• [TRECHO DA PÁGINA]:
- - -

Após terminar a faculdade, Paulo Emílio retorna à França, onde permanece até meados dos anos de 1950. Nesse período, frequenta assiduamente a Cinemathèque Française. Aproxima-se de André Bazin, o crítico que deu à Nouvelle Vague sua diretriz teórica. Paulo Emílio escreve, nesses anos, um estudo sobre o cinema de Jean Vigo (morto prematuramente em 1934) e uma biografia de seu pai, Eugène Bonaventure de Vigo, conhecido pelo pseudônimo de Miguel Almereyda, famoso anarquista morto na prisão em 1917. Paulo Emílio reconstitui todo o contexto social e político do começo do século XX como forma de mostrar o enraizamento da estética de Jean Vigo na sua realidade histórica. Publicado em 1957, por esforço de Bazin, o livro ganhou o Prêmio Armand Taller, da Association Française des Cinémas d’Art et d’Essai (AFCAE).
Ainda na França, em 1946, após o fim da ditadura de Vargas, Paulo Emílio filia o segundo cineclube de São Paulo à Federação Internacional dos Clubes de Cinema (FICC) e, em 1948, também à Federação Internacional de Arquivos de Filmes (FIAF), da qual Paulo Emílio virá a ser vice-presidente, em 1951. Ao retornar ao Brasil, em 1954, Paulo Emílio assume a direção da Filmoteca do recém fundado Museu de Arte Moderna de São Paulo. Com isso e as filiações feitas na França, conseguiu Paulo Emílio, então, reunir material para constituir o primeiro acervo da nova instituição que virá a fundar, em 1956: a Cinemateca Brasileira. Dessa época até 1965, Paulo Emílio escreveu uma coluna semanal sobre cinema no famoso Suplemento Literário do jornal Estado de São Paulo, consolidando seu nome como o principal crítico de cinema do país.
Em 1960, com a fundação de Brasília, muda-se para o Distrito Federal. Em 1964, junto com Jean-Claude Bernadet, Nelson Pereira dos Santos e outros, deveria dar início à graduação em Audiovisual da Universidade de Brasília, projeto interrompido com o golpe militar. Em 1965, ajudou a fundar a 1ª Semana do Cinema Brasileiro, embrião do Festival de Brasília, o mais antigo do país, fundado em 1967. Nessa ocasião, designando para o júri da Semana de Cinema não apenas pessoas ligadas ao cinema, mas pessoas de todas as áreas, inclusive políticos, Paulo Emílio disparou: “O cinema é interessante demais para ficar a mercê de seus críticos”. É também em 1967 que escreve, junto com sua segunda esposa, a escritora Lygia Fagundes Telles, e o cineasta Paulo César Saraceni, seu primeiro roteiro de cinema, Capitu, evidentemente inspirado em Machado de Assis.

- - -

• [INFORMAÇÕES]:
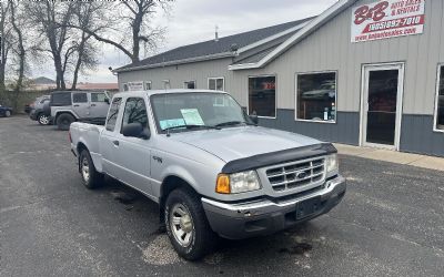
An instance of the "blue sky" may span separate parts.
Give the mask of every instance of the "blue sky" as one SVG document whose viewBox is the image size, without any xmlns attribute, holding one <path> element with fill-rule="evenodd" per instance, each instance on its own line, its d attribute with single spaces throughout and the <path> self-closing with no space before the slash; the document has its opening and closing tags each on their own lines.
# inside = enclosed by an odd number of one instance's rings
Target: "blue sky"
<svg viewBox="0 0 444 277">
<path fill-rule="evenodd" d="M 167 28 L 165 41 L 158 52 L 211 40 L 214 38 L 215 25 L 219 27 L 220 37 L 225 37 L 316 16 L 335 2 L 336 0 L 176 0 L 170 14 L 159 14 L 153 20 L 154 24 Z M 99 60 L 99 69 L 81 76 L 80 81 L 117 82 L 108 68 L 129 63 L 122 53 L 110 45 L 102 47 Z M 51 65 L 48 63 L 42 69 L 32 69 L 31 73 L 33 76 L 43 74 L 54 79 Z"/>
</svg>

- - -

• [ATIVIDADE]: Segundo o trecho sobre Paulo Emílio, com que finalidade ele reconstitui o contexto social e político do começo do século XX no estudo sobre Jean Vigo? Responda em uma a três frases.

• [SOLUÇÃO]: Paulo Emílio reconstitui esse contexto como forma de mostrar o enraizamento da estética de Jean Vigo na sua realidade histórica.